» **Exercise data**:
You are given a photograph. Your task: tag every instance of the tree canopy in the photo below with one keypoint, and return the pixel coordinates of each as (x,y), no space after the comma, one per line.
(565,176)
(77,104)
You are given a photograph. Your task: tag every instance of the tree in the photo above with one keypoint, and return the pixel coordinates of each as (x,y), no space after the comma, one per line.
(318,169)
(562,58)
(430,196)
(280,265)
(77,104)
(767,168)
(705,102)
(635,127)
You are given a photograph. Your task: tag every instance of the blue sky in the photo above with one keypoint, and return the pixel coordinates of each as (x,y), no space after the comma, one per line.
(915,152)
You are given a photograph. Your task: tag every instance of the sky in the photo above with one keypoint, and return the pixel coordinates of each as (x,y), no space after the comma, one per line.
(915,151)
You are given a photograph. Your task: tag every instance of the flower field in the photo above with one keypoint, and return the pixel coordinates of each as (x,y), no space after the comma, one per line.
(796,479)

» **Aim of the task**:
Rewrite all of the items above, replacing "pixel coordinates" with "image coordinates" and leaving everything else unchanged.

» **Result of the exercise**:
You are given a photograph. Your task: tag every instance of the tree canopy in the photo below with one keypoint, and return the image coordinates of each as (x,y), no space after the comma, one per line.
(565,176)
(77,104)
You are given a photograph. Your task: tag every instance of the tree in the photo above with one keypoint, and return the image coordinates of each as (x,y), no space after the comma, one per line.
(318,169)
(562,58)
(430,196)
(280,265)
(77,104)
(767,168)
(705,102)
(635,127)
You are given a photograph. Your task: tag every instance of the blue sky in the photo above with one keypoint, and return the image coordinates of each as (x,y), no space after the comma, one per line.
(915,152)
You are given a photograph. Your task: tag every instance of the sky in the photo above with one keypoint, and return the image coordinates of each as (x,y), no space after the comma, one per line.
(915,151)
You are given a photograph. Your task: tag every instance of the flower field in the photo above with one keypoint, and return the image coordinates of each as (x,y), no space after the comma, one per line.
(796,479)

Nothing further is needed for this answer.